Lay out every line of the data below as a Markdown table with two columns, Row and Line. Number the rows, skip blank lines, and leave the pictures out of your answer.

↓

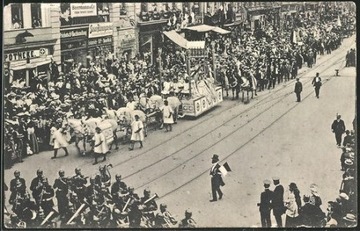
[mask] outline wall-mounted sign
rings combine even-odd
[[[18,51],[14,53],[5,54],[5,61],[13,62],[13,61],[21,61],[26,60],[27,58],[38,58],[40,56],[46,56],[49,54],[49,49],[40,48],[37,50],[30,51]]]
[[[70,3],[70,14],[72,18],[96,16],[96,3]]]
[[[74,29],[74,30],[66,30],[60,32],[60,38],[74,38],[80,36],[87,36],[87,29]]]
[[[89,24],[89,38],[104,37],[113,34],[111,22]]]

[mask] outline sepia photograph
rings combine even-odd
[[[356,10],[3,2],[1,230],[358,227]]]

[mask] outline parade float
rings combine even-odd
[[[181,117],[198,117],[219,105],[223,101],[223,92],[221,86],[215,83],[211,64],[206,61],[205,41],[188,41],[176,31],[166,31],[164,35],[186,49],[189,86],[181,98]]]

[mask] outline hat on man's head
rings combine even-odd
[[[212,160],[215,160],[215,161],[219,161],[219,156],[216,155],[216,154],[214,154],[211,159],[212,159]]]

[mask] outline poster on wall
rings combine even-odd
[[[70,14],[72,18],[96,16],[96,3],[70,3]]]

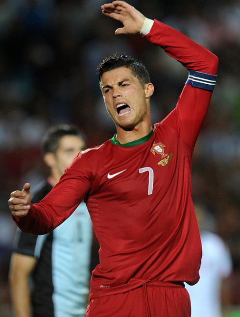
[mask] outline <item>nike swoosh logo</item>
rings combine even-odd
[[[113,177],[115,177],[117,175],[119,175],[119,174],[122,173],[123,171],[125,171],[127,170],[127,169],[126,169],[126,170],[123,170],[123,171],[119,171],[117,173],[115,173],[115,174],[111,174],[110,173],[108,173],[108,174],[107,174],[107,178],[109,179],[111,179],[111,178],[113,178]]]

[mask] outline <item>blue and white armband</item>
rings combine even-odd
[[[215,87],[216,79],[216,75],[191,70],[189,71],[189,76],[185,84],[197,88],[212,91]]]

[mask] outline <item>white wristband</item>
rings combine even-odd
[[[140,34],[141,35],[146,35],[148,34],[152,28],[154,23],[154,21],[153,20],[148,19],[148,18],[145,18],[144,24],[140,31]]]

↑

◆ COMPLETE ANSWER
| Row | Line |
|---|---|
| 1 | [mask] outline wall-mounted sign |
| 2 | rings combine even-odd |
| 3 | [[[18,51],[14,53],[5,54],[5,61],[13,62],[13,61],[21,61],[26,60],[27,58],[38,58],[40,56],[46,56],[49,54],[49,49],[40,48],[37,50],[30,51]]] |
| 4 | [[[70,3],[70,14],[72,18],[96,16],[96,3]]] |
| 5 | [[[74,29],[74,30],[66,30],[60,32],[60,38],[74,38],[80,36],[87,36],[87,29]]] |
| 6 | [[[89,24],[89,38],[104,37],[113,34],[111,22]]] |
| 7 | [mask] outline sepia photograph |
| 8 | rings combine even-odd |
| 9 | [[[356,10],[3,2],[1,230],[358,227]]] |
| 10 | [mask] outline parade float |
| 11 | rings combine even-odd |
| 12 | [[[181,117],[198,117],[219,105],[223,101],[223,92],[221,86],[215,83],[211,64],[206,61],[205,41],[188,41],[176,31],[166,31],[164,35],[186,49],[189,86],[181,98]]] |
| 13 | [mask] outline hat on man's head |
| 14 | rings combine even-odd |
| 15 | [[[212,160],[215,160],[215,161],[219,161],[219,156],[216,155],[216,154],[214,154],[211,159],[212,159]]] |
| 16 | [mask] outline poster on wall |
| 17 | rings combine even-odd |
| 18 | [[[70,14],[72,18],[96,16],[96,3],[70,3]]] |
| 19 | [mask] outline <item>nike swoosh logo</item> |
| 20 | rings combine even-odd |
| 21 | [[[113,177],[115,177],[117,175],[119,175],[119,174],[122,173],[123,171],[125,171],[127,170],[127,169],[126,169],[126,170],[123,170],[123,171],[119,171],[117,173],[115,173],[115,174],[111,174],[110,173],[108,173],[108,174],[107,174],[107,178],[109,179],[111,179],[111,178],[113,178]]] |
| 22 | [mask] outline <item>blue and white armband</item> |
| 23 | rings combine even-odd |
| 24 | [[[215,87],[216,79],[216,75],[191,70],[189,71],[189,76],[185,84],[197,88],[212,91]]] |
| 25 | [mask] outline <item>white wristband</item> |
| 26 | rings combine even-odd |
| 27 | [[[140,34],[141,35],[146,35],[148,34],[152,28],[154,23],[154,21],[153,20],[148,19],[148,18],[145,18],[144,24],[140,31]]] |